# [EXERCISE INSTRUCTIONS]
Convert the records into a Markdown table with the columns Row and Line, from the line containing "Which spot lies innermost in each instance of the circular" through the end of the records. Number each row and omit any blank lines.

[Point labeling data based on photos]

:::

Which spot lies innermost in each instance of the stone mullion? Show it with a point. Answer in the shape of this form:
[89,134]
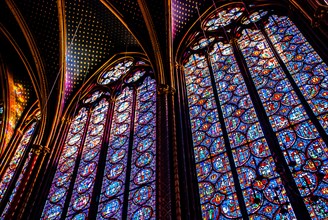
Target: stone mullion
[166,176]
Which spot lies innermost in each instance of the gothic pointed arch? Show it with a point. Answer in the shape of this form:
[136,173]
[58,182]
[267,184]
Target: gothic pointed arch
[106,167]
[255,93]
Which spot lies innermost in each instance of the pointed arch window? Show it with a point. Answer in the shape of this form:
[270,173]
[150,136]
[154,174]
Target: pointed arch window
[257,103]
[16,168]
[107,168]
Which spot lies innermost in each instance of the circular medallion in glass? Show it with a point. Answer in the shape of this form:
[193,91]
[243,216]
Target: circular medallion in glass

:::

# [ANSWER TO THE EXERCISE]
| Row | Line |
|---|---|
| 1 | Which spot lies innermost in each instance of the circular medallion in glass? Show it with a point. Answer in the shape of this form: |
| 2 | [193,91] |
| 3 | [243,216] |
| 4 | Target: circular medallion in glass |